### Direction 1
Find every line in the records that contains the string "sunglasses" and copy each one out.

# 18 months - Too old to unlearn bad habits?



## browndogbrownguy (Nov 10, 2015)

I`m new to the Vizsla breed and new to hunting. I only got into hunting after I got my Vizsla. We have been hunting regularly in Wisconsin with moderate success - lots of flushed grouse and woodcock.

My Vizsla runs around like crazy, and not sure if it`s intentional but the birds get spooked and they flush. He has no restraint and doesn`t point. I recently went out hunting with two seasoned pointers, and was amazed by their work. They smelled the birds, pointed. Just what you would expect from a pointer.

Now, I`m beginning to think I may have messed up. He has only been trained on dead bird feathers. He has an excellent nose. Is it too late to teach him restraint? I`m sending him off to a trainer this week. Could the live birds make all the difference? After a conversation with the trainer, I was told it might not be too late as Vizslas mature slowly. 

What are your thoughts?


----------



## einspänner (Sep 8, 2012)

Pointing is the natural instinct to hesitate and slowly creep or stalk before the pounce/flush. The instinct will go away when the dog learns that it's a whole lot more fun to flush the birds, so in part training a pointer is capturing that natural behavior, encouraging it, and developing it. Your dog needs to learn that by holding point and allowing you to flush the bird, you will shoot the bird and he will be rewarded by the retrieve. A bird in mouth is worth two flying away in the bush or something like that. 

It's definitely not too late and getting a trainer that knows vizslas will help. Training with Mo is a book that was recommended to me on the forum when I was first looking into getting a V. I really like his (Mo Lindley) method because it emphasizes letting the birds teach the dogs, which is exactly how those seasoned pointers you hunted with have gotten so good. It's a whole lot of obedience for sure, but it also comes down to experience. I'll let the folks who really know what they're doing give more advice, but to me it sounds like you have a dog with great drive, you just need to harness it with training.


----------



## texasred (Jan 29, 2012)

Going from working with dead only, to hunting wild is a big jump for a dog. You missed a lot of steps in between. Some dogs still have to adjust, when going from pen raised to wild, but they have the basic steps down.
Him running like a wild man flushing birds isn't all that bad. At least you know he wants to hunt. He just has to learn how to hunt with you as a team.


----------



## browndogbrownguy (Nov 10, 2015)

I agree. I missed a lot of steps. I`m new to hunting too. From now on I plan to do a better job. Hopefully all is not lost.


----------



## harrigab (Aug 21, 2011)

I didn't start working Ruby until she was 16 months old due to her being a mid-summer pup, she seemed a bit "clueless" at first, or rather it was me that wasn't seeing her working it out. After her first working season she came on leaps and bounds and everybody on the shoots we work just love to watch her when she's hunting/quartering/pointing, I never trained her to do any of those, it just came natural to her, so at 18 month I'd definitely say "all is not lost"

### Record set
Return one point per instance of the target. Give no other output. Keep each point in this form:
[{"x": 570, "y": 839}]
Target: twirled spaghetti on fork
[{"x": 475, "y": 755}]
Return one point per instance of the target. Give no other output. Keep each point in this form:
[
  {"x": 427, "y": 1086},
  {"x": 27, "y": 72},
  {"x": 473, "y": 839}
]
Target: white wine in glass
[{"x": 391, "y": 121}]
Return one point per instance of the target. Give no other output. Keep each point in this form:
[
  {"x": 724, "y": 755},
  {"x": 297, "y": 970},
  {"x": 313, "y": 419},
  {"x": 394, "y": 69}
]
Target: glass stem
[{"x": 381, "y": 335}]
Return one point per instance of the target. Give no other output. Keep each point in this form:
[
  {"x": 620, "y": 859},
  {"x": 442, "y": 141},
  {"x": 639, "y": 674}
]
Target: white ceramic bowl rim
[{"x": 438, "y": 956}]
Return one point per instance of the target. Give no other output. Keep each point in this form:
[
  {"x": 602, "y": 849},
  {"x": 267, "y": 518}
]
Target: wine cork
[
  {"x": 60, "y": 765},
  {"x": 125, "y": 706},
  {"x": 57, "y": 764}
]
...
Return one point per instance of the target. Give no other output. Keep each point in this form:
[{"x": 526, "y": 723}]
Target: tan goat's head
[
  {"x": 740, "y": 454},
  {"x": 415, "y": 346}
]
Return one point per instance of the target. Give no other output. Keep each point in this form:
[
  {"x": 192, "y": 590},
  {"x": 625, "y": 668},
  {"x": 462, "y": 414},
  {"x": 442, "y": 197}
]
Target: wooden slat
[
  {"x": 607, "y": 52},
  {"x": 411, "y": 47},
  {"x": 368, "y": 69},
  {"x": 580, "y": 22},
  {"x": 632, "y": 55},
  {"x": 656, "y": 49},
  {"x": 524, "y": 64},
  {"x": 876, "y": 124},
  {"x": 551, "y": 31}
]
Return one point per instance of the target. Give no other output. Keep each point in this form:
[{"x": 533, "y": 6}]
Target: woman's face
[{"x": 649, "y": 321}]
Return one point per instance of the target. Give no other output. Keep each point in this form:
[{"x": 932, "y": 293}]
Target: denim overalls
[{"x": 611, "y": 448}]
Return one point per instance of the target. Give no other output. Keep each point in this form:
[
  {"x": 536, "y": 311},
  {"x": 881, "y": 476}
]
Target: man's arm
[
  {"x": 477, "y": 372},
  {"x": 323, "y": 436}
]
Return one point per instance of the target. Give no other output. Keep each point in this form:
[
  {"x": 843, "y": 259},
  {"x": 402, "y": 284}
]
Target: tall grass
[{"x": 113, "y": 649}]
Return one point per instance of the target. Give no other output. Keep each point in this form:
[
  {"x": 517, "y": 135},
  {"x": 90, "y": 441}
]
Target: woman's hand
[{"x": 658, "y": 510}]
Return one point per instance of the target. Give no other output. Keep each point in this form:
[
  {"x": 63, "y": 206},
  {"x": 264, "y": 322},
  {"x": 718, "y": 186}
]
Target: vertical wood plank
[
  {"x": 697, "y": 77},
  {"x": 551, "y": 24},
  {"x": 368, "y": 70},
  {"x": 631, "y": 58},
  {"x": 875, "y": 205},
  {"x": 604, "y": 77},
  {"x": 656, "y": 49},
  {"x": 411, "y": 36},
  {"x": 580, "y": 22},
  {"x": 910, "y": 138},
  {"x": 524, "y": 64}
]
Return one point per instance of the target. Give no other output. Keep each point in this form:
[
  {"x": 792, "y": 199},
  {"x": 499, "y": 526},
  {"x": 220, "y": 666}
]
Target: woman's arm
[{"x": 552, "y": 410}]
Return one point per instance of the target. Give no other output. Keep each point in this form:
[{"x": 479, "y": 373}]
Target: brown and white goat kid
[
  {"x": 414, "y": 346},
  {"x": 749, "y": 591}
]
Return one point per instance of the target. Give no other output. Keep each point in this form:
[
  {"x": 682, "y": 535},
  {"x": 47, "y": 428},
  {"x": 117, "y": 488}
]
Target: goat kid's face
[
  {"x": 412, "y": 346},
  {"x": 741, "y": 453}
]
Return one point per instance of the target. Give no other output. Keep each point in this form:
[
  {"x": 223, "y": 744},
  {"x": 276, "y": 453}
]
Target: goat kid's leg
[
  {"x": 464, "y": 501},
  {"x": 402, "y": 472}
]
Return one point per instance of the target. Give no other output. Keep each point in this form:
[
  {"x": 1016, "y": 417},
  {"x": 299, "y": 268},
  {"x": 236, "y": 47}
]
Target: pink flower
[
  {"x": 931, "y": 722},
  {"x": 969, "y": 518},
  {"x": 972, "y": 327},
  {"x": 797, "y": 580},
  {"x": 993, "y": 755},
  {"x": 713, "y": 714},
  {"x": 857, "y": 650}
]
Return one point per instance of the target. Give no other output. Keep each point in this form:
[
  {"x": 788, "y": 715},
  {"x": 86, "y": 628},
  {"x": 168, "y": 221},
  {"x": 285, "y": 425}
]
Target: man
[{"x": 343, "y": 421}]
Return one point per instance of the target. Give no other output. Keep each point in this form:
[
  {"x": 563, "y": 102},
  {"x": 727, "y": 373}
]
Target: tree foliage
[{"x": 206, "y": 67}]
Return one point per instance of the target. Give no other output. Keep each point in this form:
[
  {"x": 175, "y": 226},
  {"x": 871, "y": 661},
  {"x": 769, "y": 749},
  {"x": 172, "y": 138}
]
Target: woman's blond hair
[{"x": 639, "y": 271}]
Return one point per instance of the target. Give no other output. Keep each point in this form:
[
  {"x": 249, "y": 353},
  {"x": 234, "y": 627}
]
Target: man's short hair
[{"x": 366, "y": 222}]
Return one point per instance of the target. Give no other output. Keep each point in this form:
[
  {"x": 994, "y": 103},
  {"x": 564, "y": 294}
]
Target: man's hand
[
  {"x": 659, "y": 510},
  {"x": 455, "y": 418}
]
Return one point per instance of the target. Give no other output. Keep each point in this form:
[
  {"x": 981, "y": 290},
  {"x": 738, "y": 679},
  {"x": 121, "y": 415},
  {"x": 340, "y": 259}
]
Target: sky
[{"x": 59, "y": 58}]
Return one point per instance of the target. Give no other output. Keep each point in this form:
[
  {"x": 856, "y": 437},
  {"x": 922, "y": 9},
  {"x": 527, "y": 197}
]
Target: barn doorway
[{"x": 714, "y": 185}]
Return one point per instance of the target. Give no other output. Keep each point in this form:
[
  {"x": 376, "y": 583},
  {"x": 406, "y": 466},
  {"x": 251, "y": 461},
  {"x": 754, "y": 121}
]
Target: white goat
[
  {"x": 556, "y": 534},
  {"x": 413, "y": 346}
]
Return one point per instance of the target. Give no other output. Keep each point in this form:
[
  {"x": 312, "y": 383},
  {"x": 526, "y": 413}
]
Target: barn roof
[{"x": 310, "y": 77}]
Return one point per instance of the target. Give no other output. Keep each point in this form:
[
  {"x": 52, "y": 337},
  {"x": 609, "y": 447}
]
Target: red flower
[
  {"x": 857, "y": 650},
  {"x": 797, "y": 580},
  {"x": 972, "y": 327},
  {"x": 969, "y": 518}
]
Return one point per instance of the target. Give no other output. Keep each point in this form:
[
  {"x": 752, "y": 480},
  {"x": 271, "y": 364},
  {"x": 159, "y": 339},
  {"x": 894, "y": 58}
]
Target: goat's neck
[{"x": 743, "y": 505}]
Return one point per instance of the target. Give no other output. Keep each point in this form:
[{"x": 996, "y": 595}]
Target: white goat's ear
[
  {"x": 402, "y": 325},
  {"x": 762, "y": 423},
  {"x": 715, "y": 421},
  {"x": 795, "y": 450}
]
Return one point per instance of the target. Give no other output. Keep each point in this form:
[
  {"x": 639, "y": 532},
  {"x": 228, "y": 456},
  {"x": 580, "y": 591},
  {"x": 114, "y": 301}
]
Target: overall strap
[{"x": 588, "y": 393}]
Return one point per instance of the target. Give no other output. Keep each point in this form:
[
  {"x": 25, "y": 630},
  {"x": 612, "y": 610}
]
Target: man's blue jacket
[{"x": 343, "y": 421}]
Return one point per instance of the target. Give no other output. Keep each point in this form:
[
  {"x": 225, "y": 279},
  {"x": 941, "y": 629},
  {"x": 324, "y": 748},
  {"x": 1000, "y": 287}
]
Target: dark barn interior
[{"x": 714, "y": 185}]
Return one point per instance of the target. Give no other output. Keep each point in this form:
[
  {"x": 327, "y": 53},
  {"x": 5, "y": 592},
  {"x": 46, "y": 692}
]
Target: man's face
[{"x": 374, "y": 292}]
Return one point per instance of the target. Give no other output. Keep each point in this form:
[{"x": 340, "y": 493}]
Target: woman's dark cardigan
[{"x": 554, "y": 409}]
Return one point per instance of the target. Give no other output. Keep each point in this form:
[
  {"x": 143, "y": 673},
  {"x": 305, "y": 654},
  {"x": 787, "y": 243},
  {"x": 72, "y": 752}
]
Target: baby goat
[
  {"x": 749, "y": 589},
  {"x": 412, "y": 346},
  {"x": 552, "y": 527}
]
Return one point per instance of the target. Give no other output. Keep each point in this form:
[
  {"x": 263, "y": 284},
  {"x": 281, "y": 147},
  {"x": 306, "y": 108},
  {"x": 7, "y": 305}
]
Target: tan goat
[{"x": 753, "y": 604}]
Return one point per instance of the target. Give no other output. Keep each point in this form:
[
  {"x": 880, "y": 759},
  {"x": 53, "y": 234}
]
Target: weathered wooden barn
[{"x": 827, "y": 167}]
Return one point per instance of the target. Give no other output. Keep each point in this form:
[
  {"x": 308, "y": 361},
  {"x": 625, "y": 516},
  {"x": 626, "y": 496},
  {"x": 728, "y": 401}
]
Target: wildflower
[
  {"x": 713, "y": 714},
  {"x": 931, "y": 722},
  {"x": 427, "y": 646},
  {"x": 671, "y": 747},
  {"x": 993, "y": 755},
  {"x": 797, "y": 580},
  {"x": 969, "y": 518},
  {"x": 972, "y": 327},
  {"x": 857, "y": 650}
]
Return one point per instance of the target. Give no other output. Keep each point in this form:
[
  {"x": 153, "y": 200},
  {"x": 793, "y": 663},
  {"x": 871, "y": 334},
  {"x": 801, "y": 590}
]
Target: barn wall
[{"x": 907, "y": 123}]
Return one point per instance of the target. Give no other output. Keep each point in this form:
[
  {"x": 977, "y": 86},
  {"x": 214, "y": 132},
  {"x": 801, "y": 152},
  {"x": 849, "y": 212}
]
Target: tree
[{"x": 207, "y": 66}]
--
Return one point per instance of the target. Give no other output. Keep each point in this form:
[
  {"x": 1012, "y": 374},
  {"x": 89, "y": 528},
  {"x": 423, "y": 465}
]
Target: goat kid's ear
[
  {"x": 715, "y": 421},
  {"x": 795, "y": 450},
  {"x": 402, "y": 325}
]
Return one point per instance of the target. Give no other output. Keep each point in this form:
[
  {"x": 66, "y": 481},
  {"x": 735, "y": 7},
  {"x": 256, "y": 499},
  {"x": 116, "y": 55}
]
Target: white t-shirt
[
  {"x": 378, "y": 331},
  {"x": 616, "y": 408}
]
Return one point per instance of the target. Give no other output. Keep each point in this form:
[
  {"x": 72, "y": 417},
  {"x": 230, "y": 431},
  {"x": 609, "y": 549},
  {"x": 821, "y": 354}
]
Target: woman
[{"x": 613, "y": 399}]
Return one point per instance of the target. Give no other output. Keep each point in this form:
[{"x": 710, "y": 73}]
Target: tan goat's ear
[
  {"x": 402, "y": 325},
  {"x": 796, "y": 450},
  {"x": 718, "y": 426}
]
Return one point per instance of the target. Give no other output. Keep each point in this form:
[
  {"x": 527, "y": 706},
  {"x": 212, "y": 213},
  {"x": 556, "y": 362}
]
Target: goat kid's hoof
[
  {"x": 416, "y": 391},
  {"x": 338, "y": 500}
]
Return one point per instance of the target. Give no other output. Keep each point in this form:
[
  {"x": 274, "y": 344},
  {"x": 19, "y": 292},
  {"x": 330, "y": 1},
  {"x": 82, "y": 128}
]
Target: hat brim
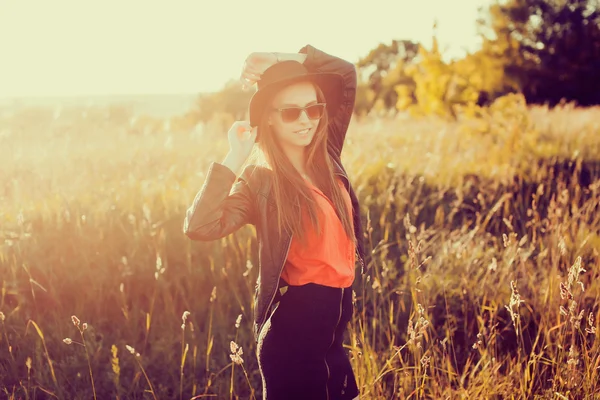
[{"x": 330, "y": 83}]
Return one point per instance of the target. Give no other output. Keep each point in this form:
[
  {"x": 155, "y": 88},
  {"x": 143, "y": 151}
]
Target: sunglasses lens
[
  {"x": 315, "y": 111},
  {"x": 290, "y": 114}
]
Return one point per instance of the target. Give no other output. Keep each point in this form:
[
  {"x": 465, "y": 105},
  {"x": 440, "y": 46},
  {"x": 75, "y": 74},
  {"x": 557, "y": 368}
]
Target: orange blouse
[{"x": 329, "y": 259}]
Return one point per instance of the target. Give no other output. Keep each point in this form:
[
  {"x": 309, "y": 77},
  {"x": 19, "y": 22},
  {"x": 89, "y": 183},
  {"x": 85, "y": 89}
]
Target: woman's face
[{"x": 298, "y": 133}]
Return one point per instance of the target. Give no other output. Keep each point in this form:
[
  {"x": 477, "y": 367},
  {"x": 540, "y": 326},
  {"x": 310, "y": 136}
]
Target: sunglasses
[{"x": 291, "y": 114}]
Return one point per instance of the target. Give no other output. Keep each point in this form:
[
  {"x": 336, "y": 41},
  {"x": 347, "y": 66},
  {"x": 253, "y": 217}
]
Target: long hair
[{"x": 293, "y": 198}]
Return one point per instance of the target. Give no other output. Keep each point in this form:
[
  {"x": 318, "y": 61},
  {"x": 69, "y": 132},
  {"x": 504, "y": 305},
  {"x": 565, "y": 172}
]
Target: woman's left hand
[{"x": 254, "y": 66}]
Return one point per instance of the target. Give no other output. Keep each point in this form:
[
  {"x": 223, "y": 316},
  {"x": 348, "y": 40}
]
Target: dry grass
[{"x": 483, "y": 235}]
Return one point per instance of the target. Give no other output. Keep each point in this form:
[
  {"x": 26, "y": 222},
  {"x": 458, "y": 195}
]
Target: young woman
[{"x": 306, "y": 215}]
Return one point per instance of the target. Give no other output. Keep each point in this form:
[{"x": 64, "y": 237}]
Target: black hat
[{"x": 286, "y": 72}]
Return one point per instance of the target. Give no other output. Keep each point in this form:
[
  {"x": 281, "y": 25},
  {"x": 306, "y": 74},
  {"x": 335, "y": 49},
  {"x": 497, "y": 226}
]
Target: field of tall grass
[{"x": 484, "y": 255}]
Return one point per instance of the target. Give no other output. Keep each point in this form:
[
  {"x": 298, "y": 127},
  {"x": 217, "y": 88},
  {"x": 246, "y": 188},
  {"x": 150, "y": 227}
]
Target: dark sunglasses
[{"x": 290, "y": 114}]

### Direction 2
In the Vizsla training thread, what had the original poster's dog been trained on before being sent to a trainer?

### Expected answer 1
Target: sunglasses lens
Target: sunglasses
Target: dark sunglasses

### Expected answer 2
Only dead bird feathers.